Input data =>
*** Block opens ***

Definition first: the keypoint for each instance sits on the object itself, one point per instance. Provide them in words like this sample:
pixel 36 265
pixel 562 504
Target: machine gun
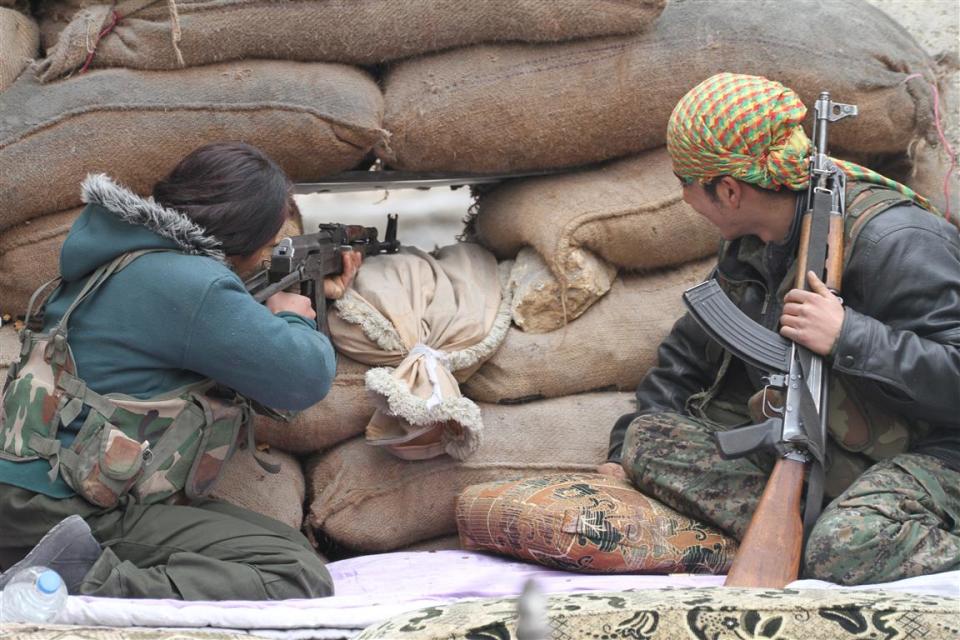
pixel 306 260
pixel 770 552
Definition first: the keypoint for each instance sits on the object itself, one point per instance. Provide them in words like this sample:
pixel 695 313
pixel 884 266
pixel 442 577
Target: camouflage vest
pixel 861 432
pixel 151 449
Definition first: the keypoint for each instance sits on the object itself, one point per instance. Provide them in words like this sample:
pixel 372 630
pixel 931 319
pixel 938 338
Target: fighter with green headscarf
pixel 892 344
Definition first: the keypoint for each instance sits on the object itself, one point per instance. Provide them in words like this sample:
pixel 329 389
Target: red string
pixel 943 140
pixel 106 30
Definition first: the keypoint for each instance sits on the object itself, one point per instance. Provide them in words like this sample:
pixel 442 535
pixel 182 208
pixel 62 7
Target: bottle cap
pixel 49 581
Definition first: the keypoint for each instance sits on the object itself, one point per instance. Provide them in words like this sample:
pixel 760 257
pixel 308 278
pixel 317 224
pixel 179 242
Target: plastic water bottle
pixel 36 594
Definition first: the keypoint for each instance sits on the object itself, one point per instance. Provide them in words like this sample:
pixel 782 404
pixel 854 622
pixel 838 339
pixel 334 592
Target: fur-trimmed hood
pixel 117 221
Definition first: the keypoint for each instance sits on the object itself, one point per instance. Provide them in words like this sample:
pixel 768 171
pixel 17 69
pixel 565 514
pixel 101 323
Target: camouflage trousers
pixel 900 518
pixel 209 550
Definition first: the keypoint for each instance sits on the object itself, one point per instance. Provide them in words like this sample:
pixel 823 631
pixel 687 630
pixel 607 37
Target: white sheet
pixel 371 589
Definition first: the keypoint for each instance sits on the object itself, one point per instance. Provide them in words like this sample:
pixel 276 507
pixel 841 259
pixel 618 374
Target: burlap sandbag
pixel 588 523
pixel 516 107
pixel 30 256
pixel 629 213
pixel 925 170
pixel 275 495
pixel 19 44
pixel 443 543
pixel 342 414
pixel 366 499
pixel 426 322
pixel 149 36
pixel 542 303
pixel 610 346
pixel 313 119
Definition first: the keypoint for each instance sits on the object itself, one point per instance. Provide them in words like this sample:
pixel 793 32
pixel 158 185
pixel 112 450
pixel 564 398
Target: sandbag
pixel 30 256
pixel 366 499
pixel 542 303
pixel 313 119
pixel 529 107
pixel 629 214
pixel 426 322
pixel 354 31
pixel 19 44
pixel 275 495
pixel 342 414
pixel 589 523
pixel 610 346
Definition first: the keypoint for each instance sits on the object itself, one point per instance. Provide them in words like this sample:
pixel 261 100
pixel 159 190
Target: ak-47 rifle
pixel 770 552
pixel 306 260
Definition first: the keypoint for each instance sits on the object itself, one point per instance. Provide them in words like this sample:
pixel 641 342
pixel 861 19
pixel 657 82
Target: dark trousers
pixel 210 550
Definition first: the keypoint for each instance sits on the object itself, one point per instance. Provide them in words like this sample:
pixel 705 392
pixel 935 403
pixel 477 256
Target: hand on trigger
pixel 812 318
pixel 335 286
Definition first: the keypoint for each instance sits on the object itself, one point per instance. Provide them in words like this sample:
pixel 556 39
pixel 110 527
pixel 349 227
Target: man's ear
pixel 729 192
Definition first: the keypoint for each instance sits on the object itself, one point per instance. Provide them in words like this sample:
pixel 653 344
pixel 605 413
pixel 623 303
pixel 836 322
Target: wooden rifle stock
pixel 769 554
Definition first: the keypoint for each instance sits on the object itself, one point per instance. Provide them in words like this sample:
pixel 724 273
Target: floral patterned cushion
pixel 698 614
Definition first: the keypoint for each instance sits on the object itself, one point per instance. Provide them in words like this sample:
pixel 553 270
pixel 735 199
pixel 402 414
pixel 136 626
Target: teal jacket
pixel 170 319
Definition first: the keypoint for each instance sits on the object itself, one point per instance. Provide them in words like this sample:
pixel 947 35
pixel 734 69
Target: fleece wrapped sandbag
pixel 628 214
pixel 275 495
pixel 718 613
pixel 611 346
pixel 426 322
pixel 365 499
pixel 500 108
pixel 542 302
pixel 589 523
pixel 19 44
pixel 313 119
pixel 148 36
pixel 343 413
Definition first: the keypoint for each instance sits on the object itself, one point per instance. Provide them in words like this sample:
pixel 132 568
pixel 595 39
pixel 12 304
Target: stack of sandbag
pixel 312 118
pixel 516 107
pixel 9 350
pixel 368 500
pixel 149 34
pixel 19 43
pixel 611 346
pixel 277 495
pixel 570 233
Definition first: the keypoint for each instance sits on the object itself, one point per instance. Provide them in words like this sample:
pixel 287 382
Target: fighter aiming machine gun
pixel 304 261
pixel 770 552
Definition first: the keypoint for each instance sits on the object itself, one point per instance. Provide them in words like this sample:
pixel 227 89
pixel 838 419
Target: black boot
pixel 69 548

*** Block closes ***

Your assignment => Your response should be the exact lines running from the one with "pixel 623 303" to the final line of the material above.

Finished exercise =>
pixel 623 303
pixel 836 322
Target: wooden rifle stock
pixel 769 554
Definition first: the keypoint for each instance sits on the object itself, one point per instance. Provide them in words like this sample:
pixel 724 273
Target: floral patterned cushion
pixel 698 614
Definition first: the keypoint for each instance sits on the object itself, one point per instance. Provide them in words like this sample:
pixel 553 270
pixel 735 199
pixel 402 414
pixel 136 626
Target: teal jacket
pixel 170 319
Definition first: the keypoint for each instance sits on the object itself, one point per instance. Provide them in words like this sample:
pixel 947 35
pixel 734 69
Target: fleece wrapped sandbag
pixel 628 214
pixel 275 495
pixel 718 613
pixel 611 346
pixel 426 322
pixel 365 499
pixel 500 108
pixel 542 302
pixel 589 523
pixel 19 44
pixel 313 119
pixel 148 36
pixel 343 413
Definition first: the keypoint for each instance sits on the object itself, one point per instance. Provide them in words like this sample:
pixel 132 568
pixel 595 39
pixel 12 304
Target: stack of sandbag
pixel 312 118
pixel 516 107
pixel 9 350
pixel 368 500
pixel 149 34
pixel 19 43
pixel 611 346
pixel 277 495
pixel 570 233
Definition first: the keypoint for each instance sits on the object itself, one point per instance. Provide them in words like this sample:
pixel 287 382
Target: fighter aiming machine gun
pixel 304 261
pixel 770 552
Definition first: the keypoint for each instance sits on the object itself, one point per instance. Provide them in words like this sample:
pixel 227 89
pixel 838 419
Target: black boot
pixel 69 548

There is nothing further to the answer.